> Work to do:
Reproduce every one of the rows below word for word, without changing anything.

> Supplied records:
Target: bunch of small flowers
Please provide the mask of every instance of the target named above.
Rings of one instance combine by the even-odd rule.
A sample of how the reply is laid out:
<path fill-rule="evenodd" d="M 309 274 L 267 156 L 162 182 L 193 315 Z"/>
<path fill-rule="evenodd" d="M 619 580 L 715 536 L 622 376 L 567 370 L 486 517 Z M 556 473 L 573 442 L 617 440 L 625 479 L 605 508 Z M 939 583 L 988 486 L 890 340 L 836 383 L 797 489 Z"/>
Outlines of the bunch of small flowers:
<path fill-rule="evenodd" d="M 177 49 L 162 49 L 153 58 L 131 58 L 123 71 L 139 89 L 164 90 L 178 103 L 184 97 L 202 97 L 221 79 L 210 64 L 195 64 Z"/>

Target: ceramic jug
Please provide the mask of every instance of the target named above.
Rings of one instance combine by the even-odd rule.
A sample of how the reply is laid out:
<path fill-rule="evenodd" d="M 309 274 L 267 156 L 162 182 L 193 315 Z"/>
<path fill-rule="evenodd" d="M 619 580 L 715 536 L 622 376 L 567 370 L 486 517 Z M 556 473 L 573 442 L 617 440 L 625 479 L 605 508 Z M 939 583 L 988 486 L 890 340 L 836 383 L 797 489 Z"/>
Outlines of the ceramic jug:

> Result:
Target: bunch of small flowers
Please provide the mask of every instance of the target named above.
Rings of one instance combine by the even-odd rule.
A sample of how the reply is laid out:
<path fill-rule="evenodd" d="M 309 274 L 267 156 L 162 182 L 193 315 Z"/>
<path fill-rule="evenodd" d="M 619 580 L 715 536 L 622 376 L 567 370 L 486 517 Z M 556 473 L 573 442 L 617 440 L 625 479 L 605 508 Z M 939 583 L 988 486 L 890 340 L 836 383 L 797 489 Z"/>
Outlines of the bunch of small flowers:
<path fill-rule="evenodd" d="M 177 49 L 162 49 L 153 58 L 131 58 L 123 71 L 139 89 L 164 90 L 178 103 L 184 97 L 202 97 L 221 79 L 210 64 L 195 64 Z"/>

Target: ceramic jug
Please provide the mask of every instance of the target named above.
Rings of one instance combine by the even-odd rule.
A sample of how the reply is laid out:
<path fill-rule="evenodd" d="M 309 274 L 267 156 L 162 182 L 193 315 Z"/>
<path fill-rule="evenodd" d="M 619 580 L 715 536 L 622 376 L 567 370 L 486 517 Z M 556 473 L 573 442 L 617 440 L 625 479 L 605 508 Z M 939 583 L 988 486 L 890 340 L 836 383 L 797 489 Z"/>
Outlines of the ceramic jug:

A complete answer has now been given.